Forecasting and analyzing the demand for EV charging on highways faces significant challenges, as it relies on several external and unpredictable factors, such as mobility patterns, seasonality, weather, and human behavior. To address these uncertainties, several models have been developed, including approaches based on statistical data, which learn from historical usage patterns, traffic surveys, and vehicle flow counts, among other data.
In [22], a methodology is presented that models typical vehicle usage profiles in Brazil, categorized according to the types of trips undertaken, enabling the estimation of charging demand. In turn, study [23] builds upon these typical usage profiles for regular users and complements the analysis by including occasional users, modeled through simulations based on the Monte Carlo method. However, both approaches are focused on charging in residential contexts and parking lots, and do not consider the specificities of charging behavior on highways, which requires a different analysis due to its unique characteristics and greater variability.
In the context of highways, two possible alternatives can be highlighted. The first is intended for initial EVFCS operations, for which a consolidated history of recharging data is not yet available. The second leverages observed patterns in recharging behavior, such as energy consumption, recharge duration, and connection time. Therefore, at first, the methodology developed in [24] should be used, since there is no history of recharges. The daily capacity behavior of the establishment, the typical variations in flow on the highway, the market share of EVs, and the distribution of the battery capacities of the EVs sold serve as a basis for estimating recharging events and then the EVFCS usage pattern [24].

####

» **Exercise objective**
Please decide whether each statement below agrees with the EV charging text above, answering yes or no and quoting the words of the text that settle it.
(a) Study [23] models occasional users through Monte Carlo simulations.
(b) The approaches in [22] and [23] deal with charging behavior on highways.
(c) The methodology in [24] depends on a consolidated history of recharging data.

» **Record extracts**
####

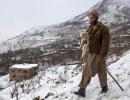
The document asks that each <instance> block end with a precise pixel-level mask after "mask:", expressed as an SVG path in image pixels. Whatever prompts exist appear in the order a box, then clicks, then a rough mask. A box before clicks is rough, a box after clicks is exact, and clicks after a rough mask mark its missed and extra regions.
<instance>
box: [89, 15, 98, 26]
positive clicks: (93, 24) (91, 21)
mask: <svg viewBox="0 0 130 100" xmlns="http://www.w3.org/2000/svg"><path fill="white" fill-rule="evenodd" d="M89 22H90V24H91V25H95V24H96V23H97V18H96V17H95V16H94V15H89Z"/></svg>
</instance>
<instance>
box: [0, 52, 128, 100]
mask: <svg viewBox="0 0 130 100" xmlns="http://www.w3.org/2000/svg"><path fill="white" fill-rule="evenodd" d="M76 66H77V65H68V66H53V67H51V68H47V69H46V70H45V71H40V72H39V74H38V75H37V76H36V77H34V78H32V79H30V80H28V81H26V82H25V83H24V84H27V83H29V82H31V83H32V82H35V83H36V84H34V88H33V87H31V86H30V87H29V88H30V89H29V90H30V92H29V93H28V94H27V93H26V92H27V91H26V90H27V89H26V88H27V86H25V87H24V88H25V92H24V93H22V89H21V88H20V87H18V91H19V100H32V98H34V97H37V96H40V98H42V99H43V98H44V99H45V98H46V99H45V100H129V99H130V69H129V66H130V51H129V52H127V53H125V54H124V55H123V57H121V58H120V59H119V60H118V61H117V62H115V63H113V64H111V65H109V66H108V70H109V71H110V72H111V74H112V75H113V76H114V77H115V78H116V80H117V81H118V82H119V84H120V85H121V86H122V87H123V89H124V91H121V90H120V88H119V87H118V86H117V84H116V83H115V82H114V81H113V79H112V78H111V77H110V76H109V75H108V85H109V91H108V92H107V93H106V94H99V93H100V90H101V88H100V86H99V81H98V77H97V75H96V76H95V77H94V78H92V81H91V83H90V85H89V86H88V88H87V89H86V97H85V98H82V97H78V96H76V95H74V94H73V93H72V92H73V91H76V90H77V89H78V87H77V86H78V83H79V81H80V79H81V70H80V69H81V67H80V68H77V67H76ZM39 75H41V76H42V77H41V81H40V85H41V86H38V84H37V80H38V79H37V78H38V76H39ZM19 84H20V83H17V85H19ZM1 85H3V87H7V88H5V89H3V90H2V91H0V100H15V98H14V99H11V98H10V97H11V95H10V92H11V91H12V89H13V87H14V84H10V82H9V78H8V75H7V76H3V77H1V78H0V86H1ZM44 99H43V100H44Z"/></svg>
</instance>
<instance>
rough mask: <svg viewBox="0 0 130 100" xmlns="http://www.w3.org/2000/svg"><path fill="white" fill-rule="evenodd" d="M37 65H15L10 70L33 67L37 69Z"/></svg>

####

» **Result of the exercise**
(a) Yes: "complements the analysis by including occasional users, modeled through simulations based on the Monte Carlo method"
(b) No: "do not consider the specificities of charging behavior on highways"
(c) No: "the methodology developed in [24] should be used, since there is no history of recharges"